▸ Request: Output every line of the entries below as a JSON list of strings, one string per line, skipping blank lines and leaving out the pictures.

═════ Stored rows ═════

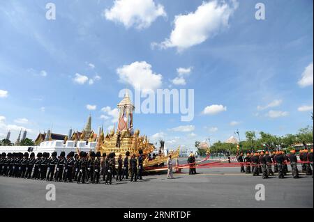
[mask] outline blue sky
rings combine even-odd
[[[107,129],[119,90],[137,82],[194,89],[190,122],[135,115],[135,128],[170,148],[312,124],[313,1],[263,1],[264,20],[259,1],[50,2],[56,19],[42,1],[0,5],[0,138],[80,130],[89,113]]]

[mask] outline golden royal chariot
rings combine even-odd
[[[167,155],[165,155],[163,149],[161,149],[155,159],[149,159],[148,155],[155,150],[155,146],[149,143],[147,136],[140,135],[140,130],[133,131],[133,112],[135,106],[130,100],[128,91],[126,91],[124,99],[118,104],[117,106],[119,113],[117,132],[114,127],[105,136],[102,132],[98,136],[96,151],[100,151],[102,154],[105,152],[107,154],[114,152],[116,158],[118,158],[119,154],[121,154],[122,158],[124,158],[126,151],[129,151],[131,155],[133,154],[137,155],[139,151],[142,150],[144,158],[144,168],[165,163],[170,154],[172,159],[179,157],[179,148],[176,150],[170,152]]]

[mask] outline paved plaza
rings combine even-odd
[[[290,166],[289,166],[290,168]],[[313,179],[271,176],[263,180],[239,168],[187,169],[149,175],[137,182],[77,184],[54,182],[56,200],[47,201],[46,181],[0,177],[0,207],[313,207]],[[255,186],[265,187],[265,200],[255,200]]]

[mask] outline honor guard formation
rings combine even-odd
[[[278,178],[284,178],[288,172],[289,164],[291,166],[293,178],[299,178],[297,164],[301,164],[302,173],[306,175],[312,175],[313,178],[313,149],[310,152],[306,148],[300,150],[299,161],[294,150],[290,150],[288,154],[284,150],[272,152],[269,151],[248,152],[245,157],[241,152],[237,156],[237,159],[240,164],[241,173],[253,173],[253,176],[261,174],[263,179],[274,175],[275,173],[278,173]]]
[[[122,159],[120,154],[116,164],[115,154],[106,155],[94,151],[88,154],[81,151],[75,154],[70,152],[66,157],[61,152],[3,152],[0,159],[0,175],[5,177],[33,179],[47,181],[98,184],[101,178],[106,184],[111,184],[112,178],[116,181],[128,180],[130,182],[142,180],[143,152],[139,150],[138,155],[133,154],[130,158],[130,152],[126,152]]]

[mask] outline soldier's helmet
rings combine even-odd
[[[74,157],[74,152],[73,152],[73,151],[70,152],[68,154],[68,155],[70,157]]]
[[[90,155],[91,157],[96,157],[96,154],[95,154],[95,152],[94,152],[94,151],[91,151],[91,155]]]
[[[54,151],[54,152],[52,152],[52,153],[51,154],[51,156],[52,156],[52,157],[56,157],[57,154],[58,154],[57,153],[57,152],[56,152],[56,151]]]
[[[64,151],[62,151],[62,152],[60,153],[60,157],[66,157],[66,152],[65,152]]]

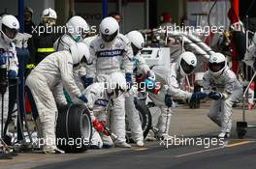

═════

▸ Exercise output:
[
  "[mask] outline blue sky",
  "rings combine even-odd",
  "[[[107,129],[119,90],[137,82],[194,89],[190,122],[135,115],[135,128],[170,148],[312,124],[313,1],[263,1],[264,20],[259,1],[50,2],[56,19],[42,1],[0,5],[0,138],[80,130],[89,113]]]",
  "[mask] outline golden royal chariot",
  "rings combine even-odd",
  "[[[167,155],[165,155],[163,149],[161,149],[155,159],[149,159],[148,155],[155,150],[155,146],[149,143],[147,136],[140,135],[140,130],[133,131],[133,112],[135,106],[130,100],[128,91],[126,91],[124,99],[118,104],[117,106],[119,113],[117,132],[114,127],[105,136],[102,132],[98,136],[96,151],[100,151],[102,154],[105,152],[107,154],[114,152],[116,158],[118,158],[119,154],[121,154],[122,158],[124,158],[126,151],[129,151],[131,155],[133,154],[137,155],[139,151],[142,150],[144,158],[144,168],[165,163],[170,154],[172,159],[179,157],[179,148],[176,150],[170,152]]]",
  "[mask] outline paved plaza",
  "rings combine even-odd",
  "[[[290,166],[289,166],[290,168]],[[313,179],[271,176],[263,180],[239,168],[187,169],[149,175],[137,182],[77,184],[54,182],[56,200],[47,201],[46,181],[0,177],[0,207],[313,207]],[[255,186],[265,187],[265,200],[255,200]]]",
  "[mask] outline honor guard formation",
  "rings combine even-odd",
  "[[[278,178],[284,178],[288,172],[289,164],[291,166],[293,178],[299,178],[297,164],[301,164],[302,173],[306,175],[312,175],[313,178],[313,149],[310,152],[306,148],[300,150],[299,161],[294,150],[290,150],[288,154],[284,150],[272,152],[269,151],[248,152],[245,157],[241,152],[237,156],[237,159],[240,164],[241,173],[253,173],[253,176],[261,174],[263,179],[274,175],[275,173],[278,173]]]",
  "[[[122,159],[120,154],[116,164],[115,154],[106,155],[94,151],[88,154],[81,151],[75,154],[70,152],[66,157],[61,152],[3,152],[0,159],[0,175],[5,177],[33,179],[47,181],[98,184],[101,178],[106,184],[111,184],[112,178],[116,181],[128,180],[130,182],[142,180],[143,152],[139,150],[138,155],[133,154],[130,158],[130,152],[126,152]]]",
  "[mask] outline soldier's helmet",
  "rings combine even-odd",
  "[[[74,157],[74,152],[73,152],[73,151],[70,152],[68,154],[68,155],[70,157]]]",
  "[[[90,155],[91,157],[96,157],[96,154],[95,154],[95,152],[94,152],[94,151],[91,151],[91,155]]]",
  "[[[54,151],[54,152],[52,152],[52,153],[51,154],[51,156],[52,156],[52,157],[56,157],[57,154],[58,154],[57,153],[57,152],[56,152],[56,151]]]",
  "[[[64,151],[62,151],[62,152],[60,153],[60,157],[66,157],[66,152],[65,152]]]"
]